**What you have to do**
Reproduce the following records exactly from the line containing "Find the white lace" onward, ending with the last line and including it.

-- BEGIN Records for this exercise --

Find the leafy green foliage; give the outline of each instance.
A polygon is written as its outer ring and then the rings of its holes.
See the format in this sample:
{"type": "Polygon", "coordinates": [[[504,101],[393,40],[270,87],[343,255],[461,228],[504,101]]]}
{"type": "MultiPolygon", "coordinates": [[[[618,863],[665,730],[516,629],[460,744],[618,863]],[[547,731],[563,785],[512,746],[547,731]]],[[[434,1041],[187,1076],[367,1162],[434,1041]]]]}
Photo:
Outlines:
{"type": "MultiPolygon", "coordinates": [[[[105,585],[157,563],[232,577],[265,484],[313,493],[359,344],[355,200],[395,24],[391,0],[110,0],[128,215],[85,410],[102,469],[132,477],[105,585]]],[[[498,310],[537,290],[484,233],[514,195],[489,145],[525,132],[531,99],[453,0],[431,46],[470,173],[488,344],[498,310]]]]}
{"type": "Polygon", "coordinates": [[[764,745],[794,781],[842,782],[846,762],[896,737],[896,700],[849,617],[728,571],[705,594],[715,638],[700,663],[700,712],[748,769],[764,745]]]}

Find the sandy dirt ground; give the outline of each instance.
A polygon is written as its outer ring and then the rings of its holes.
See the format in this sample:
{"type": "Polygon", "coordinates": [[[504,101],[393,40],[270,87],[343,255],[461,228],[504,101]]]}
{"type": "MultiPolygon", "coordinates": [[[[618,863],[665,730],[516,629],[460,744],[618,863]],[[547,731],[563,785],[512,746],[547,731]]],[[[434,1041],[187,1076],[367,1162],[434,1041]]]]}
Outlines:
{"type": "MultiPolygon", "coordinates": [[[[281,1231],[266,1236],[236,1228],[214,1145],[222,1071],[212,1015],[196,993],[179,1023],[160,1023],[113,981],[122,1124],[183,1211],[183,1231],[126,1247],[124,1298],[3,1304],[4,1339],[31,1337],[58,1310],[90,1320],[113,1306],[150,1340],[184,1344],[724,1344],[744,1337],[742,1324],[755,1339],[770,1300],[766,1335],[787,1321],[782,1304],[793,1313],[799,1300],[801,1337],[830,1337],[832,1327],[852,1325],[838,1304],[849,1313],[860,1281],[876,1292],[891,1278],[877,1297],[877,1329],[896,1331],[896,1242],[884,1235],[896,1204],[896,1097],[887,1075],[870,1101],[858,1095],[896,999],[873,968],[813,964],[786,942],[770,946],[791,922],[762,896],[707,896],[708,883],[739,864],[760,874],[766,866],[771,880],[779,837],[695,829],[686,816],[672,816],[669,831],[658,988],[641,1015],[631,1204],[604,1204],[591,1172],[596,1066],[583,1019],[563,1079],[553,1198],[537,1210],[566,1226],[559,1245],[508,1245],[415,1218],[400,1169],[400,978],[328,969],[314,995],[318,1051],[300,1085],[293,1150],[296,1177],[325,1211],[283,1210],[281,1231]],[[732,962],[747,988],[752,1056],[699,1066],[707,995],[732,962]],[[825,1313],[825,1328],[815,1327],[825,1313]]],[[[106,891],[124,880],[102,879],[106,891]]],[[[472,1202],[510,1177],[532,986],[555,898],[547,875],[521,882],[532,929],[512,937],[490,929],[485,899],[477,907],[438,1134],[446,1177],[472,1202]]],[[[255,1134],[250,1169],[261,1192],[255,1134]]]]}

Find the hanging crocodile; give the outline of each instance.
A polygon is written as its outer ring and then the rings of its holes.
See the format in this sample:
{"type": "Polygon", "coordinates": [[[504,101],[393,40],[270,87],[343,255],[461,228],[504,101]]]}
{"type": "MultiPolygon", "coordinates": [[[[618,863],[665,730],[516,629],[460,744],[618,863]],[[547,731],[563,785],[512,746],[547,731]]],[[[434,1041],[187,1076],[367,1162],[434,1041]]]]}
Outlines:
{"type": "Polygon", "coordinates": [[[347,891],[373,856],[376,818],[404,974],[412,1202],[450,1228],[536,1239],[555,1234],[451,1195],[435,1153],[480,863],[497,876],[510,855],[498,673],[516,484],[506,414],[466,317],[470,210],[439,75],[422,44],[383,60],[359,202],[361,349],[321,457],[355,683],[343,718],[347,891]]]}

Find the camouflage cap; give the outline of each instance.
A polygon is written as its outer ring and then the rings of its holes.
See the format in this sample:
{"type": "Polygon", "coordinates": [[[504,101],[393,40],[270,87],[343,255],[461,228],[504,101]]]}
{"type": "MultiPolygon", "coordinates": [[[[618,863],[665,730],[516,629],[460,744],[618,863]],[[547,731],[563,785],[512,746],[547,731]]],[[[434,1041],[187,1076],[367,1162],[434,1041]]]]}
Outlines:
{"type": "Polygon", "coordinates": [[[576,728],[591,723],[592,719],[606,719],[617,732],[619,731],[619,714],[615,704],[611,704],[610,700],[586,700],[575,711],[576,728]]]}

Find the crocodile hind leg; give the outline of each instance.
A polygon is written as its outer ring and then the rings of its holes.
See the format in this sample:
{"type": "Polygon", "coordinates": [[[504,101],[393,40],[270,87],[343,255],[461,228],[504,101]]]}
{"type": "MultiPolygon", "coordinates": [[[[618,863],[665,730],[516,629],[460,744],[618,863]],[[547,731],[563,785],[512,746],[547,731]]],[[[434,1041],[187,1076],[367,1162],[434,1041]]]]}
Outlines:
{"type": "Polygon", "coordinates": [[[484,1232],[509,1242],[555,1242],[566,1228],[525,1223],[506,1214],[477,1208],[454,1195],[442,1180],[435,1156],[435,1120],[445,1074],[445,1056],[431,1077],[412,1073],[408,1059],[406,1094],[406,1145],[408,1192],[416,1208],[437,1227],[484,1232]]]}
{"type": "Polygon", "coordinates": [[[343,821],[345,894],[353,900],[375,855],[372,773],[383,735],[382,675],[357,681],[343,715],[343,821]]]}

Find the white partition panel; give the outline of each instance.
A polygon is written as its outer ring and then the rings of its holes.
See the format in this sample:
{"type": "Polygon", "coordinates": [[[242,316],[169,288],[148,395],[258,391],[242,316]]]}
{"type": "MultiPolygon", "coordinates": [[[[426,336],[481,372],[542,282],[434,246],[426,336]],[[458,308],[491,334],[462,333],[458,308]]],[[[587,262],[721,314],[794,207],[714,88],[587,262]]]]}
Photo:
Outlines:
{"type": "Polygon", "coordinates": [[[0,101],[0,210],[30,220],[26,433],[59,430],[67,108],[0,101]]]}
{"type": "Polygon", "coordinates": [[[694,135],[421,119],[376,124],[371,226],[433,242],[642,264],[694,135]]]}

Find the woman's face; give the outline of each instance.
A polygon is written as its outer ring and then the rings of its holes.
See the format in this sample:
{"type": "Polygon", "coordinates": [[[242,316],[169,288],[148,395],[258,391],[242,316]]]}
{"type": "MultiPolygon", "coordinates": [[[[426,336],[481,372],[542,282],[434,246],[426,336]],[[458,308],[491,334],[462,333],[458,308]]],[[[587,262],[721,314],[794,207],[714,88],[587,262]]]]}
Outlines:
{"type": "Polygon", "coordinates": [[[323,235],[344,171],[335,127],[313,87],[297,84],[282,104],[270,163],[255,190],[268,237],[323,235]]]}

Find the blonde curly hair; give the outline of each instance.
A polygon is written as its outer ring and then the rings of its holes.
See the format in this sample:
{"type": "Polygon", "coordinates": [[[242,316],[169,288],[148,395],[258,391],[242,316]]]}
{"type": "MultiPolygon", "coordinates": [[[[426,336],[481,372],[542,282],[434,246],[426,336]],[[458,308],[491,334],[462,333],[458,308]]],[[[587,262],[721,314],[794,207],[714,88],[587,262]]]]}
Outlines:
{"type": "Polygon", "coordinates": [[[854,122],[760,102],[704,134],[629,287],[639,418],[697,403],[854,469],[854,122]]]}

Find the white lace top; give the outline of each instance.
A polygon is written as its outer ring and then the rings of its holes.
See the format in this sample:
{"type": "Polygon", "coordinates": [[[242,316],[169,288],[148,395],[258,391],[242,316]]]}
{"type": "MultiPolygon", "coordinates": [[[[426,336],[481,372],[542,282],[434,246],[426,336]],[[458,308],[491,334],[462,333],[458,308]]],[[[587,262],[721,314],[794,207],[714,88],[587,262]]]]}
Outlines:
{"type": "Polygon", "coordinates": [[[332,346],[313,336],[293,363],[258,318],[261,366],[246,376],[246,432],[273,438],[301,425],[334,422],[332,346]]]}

-- END Records for this exercise --

**Response to the exercise**
Find the white lace top; give the outline of each instance.
A polygon is written as its outer ring and then the rings of its holes.
See the format in this sample:
{"type": "Polygon", "coordinates": [[[242,316],[169,288],[148,395],[258,391],[242,316]]]}
{"type": "MultiPolygon", "coordinates": [[[[426,336],[481,372],[542,282],[434,246],[426,336]],[[458,308],[491,334],[462,333],[458,308]]],[[[587,262],[721,314],[794,207],[714,88],[587,262]]]]}
Outlines:
{"type": "Polygon", "coordinates": [[[332,346],[313,336],[293,363],[258,318],[261,366],[246,376],[246,432],[273,438],[301,425],[334,422],[332,346]]]}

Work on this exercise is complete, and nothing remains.